— START —

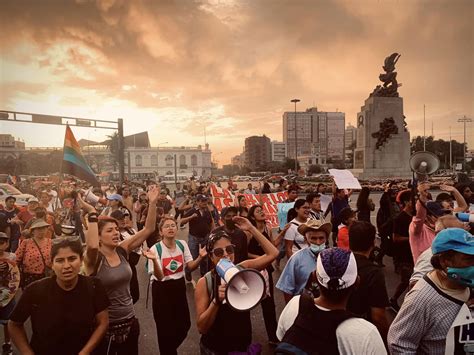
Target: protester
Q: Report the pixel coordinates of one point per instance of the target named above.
(297, 275)
(402, 256)
(223, 329)
(68, 311)
(433, 304)
(339, 201)
(258, 219)
(106, 258)
(33, 256)
(200, 225)
(13, 224)
(126, 232)
(423, 264)
(6, 258)
(314, 201)
(237, 236)
(250, 189)
(294, 241)
(370, 298)
(423, 223)
(365, 205)
(322, 325)
(166, 261)
(347, 216)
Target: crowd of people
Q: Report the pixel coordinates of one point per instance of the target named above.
(77, 249)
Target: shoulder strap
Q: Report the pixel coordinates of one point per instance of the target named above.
(180, 245)
(159, 249)
(210, 289)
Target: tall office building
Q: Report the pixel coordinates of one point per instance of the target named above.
(278, 151)
(314, 130)
(258, 152)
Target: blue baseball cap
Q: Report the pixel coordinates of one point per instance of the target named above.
(114, 197)
(456, 239)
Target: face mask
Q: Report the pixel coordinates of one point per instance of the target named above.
(229, 224)
(317, 248)
(464, 276)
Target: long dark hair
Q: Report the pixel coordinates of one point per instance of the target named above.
(363, 199)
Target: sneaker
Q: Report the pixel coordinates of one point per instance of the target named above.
(394, 305)
(7, 349)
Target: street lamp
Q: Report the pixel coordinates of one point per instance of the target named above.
(157, 156)
(296, 138)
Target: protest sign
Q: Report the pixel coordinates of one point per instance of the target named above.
(344, 179)
(222, 197)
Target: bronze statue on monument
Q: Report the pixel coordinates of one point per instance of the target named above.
(389, 78)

— END —

Short exercise:
Output the full listing above verbatim, line for line, omitting the picture.

Correct answer:
Target: protester
Q: Report the pixel coordinates of one point per instance of the target named above.
(297, 275)
(402, 256)
(223, 329)
(68, 311)
(433, 304)
(339, 201)
(258, 219)
(106, 258)
(33, 256)
(200, 225)
(13, 224)
(126, 232)
(423, 264)
(6, 258)
(314, 201)
(237, 236)
(250, 189)
(294, 241)
(370, 298)
(423, 223)
(365, 205)
(322, 325)
(166, 261)
(347, 216)
Target: crowd of people
Q: Report the pixel coordinates of one point per instance of the target named above.
(77, 249)
Target: shoulder strap
Q: Report the pixel coordinates of one point per instance of the target named above.
(180, 245)
(159, 249)
(210, 289)
Target: tall office building
Q: Report the pixel coordinates of one point per instance of the target named above.
(278, 151)
(314, 130)
(258, 152)
Target: blue baseball cap
Q: Report the pixel coordinates of one point per instance of the target named above.
(114, 197)
(456, 239)
Target: face mask
Q: Report the pixel coordinates of one point per instance of the target named above.
(229, 224)
(317, 248)
(464, 276)
Target: long dark hair
Q: Report the pixel coordinates of one point per instance of the target named above.
(363, 199)
Target: sneaker
Q: Report the pixel coordinates of one point per instance of the target named above.
(394, 305)
(7, 349)
Target: street lamp
Q: Report the pixel coordinates of one point per instance of the target named above.
(157, 156)
(296, 138)
Target: protest sign
Q: Report the pixel coordinates of one point per instance of the target named above.
(344, 179)
(222, 197)
Target: bronze statue on monument
Q: Report the pixel coordinates of one point per instance of the target named above.
(389, 78)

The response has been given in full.